* Begin Raw data *

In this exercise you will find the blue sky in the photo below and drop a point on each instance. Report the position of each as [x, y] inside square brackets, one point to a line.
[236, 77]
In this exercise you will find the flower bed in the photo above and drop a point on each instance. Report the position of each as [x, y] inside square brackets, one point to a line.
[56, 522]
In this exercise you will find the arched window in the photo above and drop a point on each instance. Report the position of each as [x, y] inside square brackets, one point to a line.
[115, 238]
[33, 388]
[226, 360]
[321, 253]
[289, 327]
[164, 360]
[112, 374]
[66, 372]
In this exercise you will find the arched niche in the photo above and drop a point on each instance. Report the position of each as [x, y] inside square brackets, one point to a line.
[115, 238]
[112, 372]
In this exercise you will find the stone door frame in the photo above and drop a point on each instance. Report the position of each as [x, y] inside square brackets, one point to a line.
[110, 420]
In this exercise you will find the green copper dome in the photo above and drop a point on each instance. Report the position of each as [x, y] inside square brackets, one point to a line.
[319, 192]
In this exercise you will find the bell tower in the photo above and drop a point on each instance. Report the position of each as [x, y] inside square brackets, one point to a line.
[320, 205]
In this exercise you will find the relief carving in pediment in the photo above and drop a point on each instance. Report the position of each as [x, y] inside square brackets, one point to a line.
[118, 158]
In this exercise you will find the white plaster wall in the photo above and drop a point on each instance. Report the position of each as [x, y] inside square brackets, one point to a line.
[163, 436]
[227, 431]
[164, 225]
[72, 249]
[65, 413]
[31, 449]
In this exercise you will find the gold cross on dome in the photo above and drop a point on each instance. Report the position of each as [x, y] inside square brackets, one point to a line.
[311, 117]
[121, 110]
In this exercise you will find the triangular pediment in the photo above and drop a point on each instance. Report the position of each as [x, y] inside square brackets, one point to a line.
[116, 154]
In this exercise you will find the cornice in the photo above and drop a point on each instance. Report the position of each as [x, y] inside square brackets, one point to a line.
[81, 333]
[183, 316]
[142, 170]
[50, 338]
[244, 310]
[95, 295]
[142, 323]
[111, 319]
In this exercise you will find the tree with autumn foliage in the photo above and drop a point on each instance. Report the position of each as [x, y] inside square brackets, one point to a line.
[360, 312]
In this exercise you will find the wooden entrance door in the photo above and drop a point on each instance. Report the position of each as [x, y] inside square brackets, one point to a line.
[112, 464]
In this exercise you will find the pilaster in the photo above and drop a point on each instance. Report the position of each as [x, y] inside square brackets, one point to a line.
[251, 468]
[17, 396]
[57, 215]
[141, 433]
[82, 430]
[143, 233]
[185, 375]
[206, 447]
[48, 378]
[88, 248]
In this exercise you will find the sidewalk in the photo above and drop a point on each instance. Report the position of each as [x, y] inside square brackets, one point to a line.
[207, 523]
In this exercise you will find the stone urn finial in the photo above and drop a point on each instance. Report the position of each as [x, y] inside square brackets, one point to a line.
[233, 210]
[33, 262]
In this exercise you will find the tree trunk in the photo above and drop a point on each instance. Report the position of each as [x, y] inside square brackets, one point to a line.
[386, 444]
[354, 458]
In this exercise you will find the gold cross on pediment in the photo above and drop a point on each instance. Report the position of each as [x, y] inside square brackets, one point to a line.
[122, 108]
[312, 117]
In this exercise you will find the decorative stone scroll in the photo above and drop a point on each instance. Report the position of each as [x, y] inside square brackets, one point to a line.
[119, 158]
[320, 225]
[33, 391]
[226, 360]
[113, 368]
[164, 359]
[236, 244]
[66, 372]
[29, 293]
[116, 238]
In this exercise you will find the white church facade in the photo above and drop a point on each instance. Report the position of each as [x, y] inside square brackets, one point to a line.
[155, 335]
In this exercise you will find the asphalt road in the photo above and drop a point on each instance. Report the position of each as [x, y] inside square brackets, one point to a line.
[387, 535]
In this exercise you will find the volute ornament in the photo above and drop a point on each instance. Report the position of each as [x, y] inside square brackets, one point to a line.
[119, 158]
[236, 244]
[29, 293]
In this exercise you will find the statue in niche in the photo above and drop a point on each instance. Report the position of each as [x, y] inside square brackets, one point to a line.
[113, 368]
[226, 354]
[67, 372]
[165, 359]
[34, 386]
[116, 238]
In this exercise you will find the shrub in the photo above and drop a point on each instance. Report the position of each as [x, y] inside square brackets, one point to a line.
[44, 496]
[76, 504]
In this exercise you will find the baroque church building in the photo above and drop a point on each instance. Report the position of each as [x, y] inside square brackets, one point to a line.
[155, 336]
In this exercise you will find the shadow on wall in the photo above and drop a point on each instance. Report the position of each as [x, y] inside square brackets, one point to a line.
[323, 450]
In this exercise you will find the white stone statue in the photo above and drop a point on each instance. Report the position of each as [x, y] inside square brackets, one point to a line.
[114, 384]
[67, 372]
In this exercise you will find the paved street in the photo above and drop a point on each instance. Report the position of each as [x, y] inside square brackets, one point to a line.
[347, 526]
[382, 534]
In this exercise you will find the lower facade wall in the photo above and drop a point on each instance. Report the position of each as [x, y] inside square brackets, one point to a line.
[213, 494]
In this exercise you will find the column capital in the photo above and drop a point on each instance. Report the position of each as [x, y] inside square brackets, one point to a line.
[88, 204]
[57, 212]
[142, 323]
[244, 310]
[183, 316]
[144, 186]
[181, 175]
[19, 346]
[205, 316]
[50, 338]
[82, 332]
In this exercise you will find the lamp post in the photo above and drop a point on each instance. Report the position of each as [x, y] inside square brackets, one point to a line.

* End Raw data *

_Problem statement_
Reproduce the material verbatim, line by line.

_Written solution_
In this exercise you will find the blue sky in the photo below and drop a point on each instance. Report the position of each as [x, y] inside square brackets, one point to a line.
[236, 77]
In this exercise you will find the flower bed in the photo above and drop a point on each instance. Report the position of each as [x, y] inside square brackets, one point to a line.
[56, 522]
In this exercise you will find the arched window in the photo above and drop a point on each instance. Report the position of each as [x, y] inside square brackets, one point to a line.
[115, 238]
[33, 388]
[226, 360]
[321, 253]
[289, 327]
[164, 360]
[112, 374]
[66, 372]
In this exercise you will find the arched niche in the photo above and drop a point on each instance. Report the position of each as [x, y] inside square brackets, one point to a line.
[115, 238]
[112, 372]
In this exercise you will find the stone door frame in the photo above and drop a point on each instance. Report the position of each as [x, y] inside square brackets, one point to a line.
[110, 420]
In this exercise you will find the green copper dome in the photo above and drop a point on each instance. Report the position of each as [x, y] inside square brackets, one point to a line.
[319, 192]
In this exercise you will find the bell tower in the photo above and drop a point on each instance. Report the position of each as [x, y] inside square brackets, one point to a line.
[320, 205]
In this exercise you will find the relief carving in pediment in the photo above and drop a point on each instance. Report the position of each as [x, y] inside square brackets, one point to a line.
[118, 158]
In this exercise you will find the white plaster wall in the photo above and drop a point on each instance. Report the position of each as [x, y] inside square brackets, one point to a line.
[163, 436]
[227, 431]
[164, 225]
[72, 249]
[65, 413]
[31, 449]
In this exercise you will find the gold cross on dome in the photo above and drop a point on each instance. Report the position of each as [x, y] inside square brackets, one point to a line.
[311, 117]
[121, 110]
In this exercise you will find the triangular pediment in the photo above and drop a point on each instance. Report the position of each as [x, y] inside square brackets, one point to a line.
[116, 154]
In this exercise you will find the cornice in the photo above and drop a point on each instance. Report the position of each as [x, y] inside square brackets, one point to a line.
[81, 333]
[183, 316]
[142, 170]
[50, 338]
[244, 310]
[95, 295]
[142, 323]
[111, 319]
In this exercise you will find the tree with autumn foliage in the photo above and drop a point on each instance. Report the position of each as [x, y] inside square brackets, one point to a line.
[360, 312]
In this exercise you will find the wooden entrance door in the photo above and drop a point on each instance. Report the position of each as [x, y] inside square brackets, one point to a line.
[112, 464]
In this exercise you will find the pilaster in the photo above and drop a point on each instance. Report the position of each as [x, y] inside square brackets, one point to a line.
[251, 468]
[17, 396]
[57, 215]
[141, 433]
[82, 430]
[143, 233]
[185, 375]
[206, 447]
[48, 378]
[88, 248]
In this exercise you will find the sidewalk in the photo above and drop a point on each instance. Report the position of each as [x, y] inside square brackets, one point to a line.
[207, 523]
In this exercise you will find the stone urn finial in the photo above and drop a point on each instance. Report the position of each as [x, y] inside square brackets, one point to a line.
[233, 210]
[33, 262]
In this exercise you will find the tree trunk in the photo above and drop a point on each instance. Report the position of each as [x, y] inside square brackets, one point to a line.
[386, 444]
[354, 458]
In this exercise you will find the gold cross on pediment in the photo above and drop a point on each instance. Report the position of each as [x, y] inside square brackets, one point to a line.
[122, 108]
[312, 117]
In this exercise you will find the decorative stone scroll in the photo above and drop a point on each instance. Report the position of each as [x, y] inside square brackets, one point to a line.
[119, 158]
[320, 225]
[33, 391]
[226, 360]
[113, 368]
[164, 359]
[236, 244]
[66, 372]
[29, 293]
[116, 238]
In this exercise you will find the white church facade in the photo above and drop a point on each instance. Report the position of each as [x, y] inside square brackets, one point to a line.
[155, 335]
In this exercise you will find the asphalt road in the photo above and drop a point on each instance. Report the position of each as [x, y] inside square brackets, one point to a line.
[387, 535]
In this exercise you will find the volute ornament in the photo above and drop a point on each instance. Report the position of each as [x, y] inside square brackets, one point to a line.
[119, 158]
[236, 244]
[29, 293]
In this exercise you will find the statue in niche in the photo above and drop a point on each instance. Report the position of each as [x, y] inside square brackets, one point to a line.
[113, 368]
[226, 354]
[67, 372]
[165, 359]
[34, 386]
[116, 238]
In this exercise you will find the shrub in the photo above and drop a point on each instance. Report the position of each as [x, y] inside square brackets, one point to a line.
[44, 496]
[76, 504]
In this exercise you will find the baroque church building in the photo above and drop a point on each instance. Report the position of each as [x, y] inside square brackets, one point to a line.
[155, 336]
In this exercise you will find the shadow on wall in the photo above and drop a point on each instance. Report the position of each as [x, y] inside square brackets, one point to a line.
[323, 450]
In this exercise you will find the white stone statue in the photo above and drop a point on each instance. Report the position of each as [x, y] inside square brackets, one point to a line.
[114, 384]
[67, 372]
In this exercise you will find the paved street in the photo above and drop a point on each instance. Report the position of each as [x, y] inside square brackets, one point to a line.
[347, 526]
[382, 534]
In this exercise you will find the lower facade wall in the photo above and drop a point on each instance. Report the position of each as [x, y] inside square brackets, one point to a line.
[213, 494]
In this exercise you will find the column capital in the photo above and drop a point on each instance. Report the position of each as [x, y] inside square brackets, one point to a line.
[88, 204]
[57, 212]
[142, 323]
[244, 310]
[183, 316]
[144, 186]
[181, 175]
[19, 346]
[205, 316]
[50, 338]
[82, 332]
In this exercise you will find the lamp post in the photo above and drop a point on each instance. Report the position of each as [x, y] inside square brackets, one point to a line.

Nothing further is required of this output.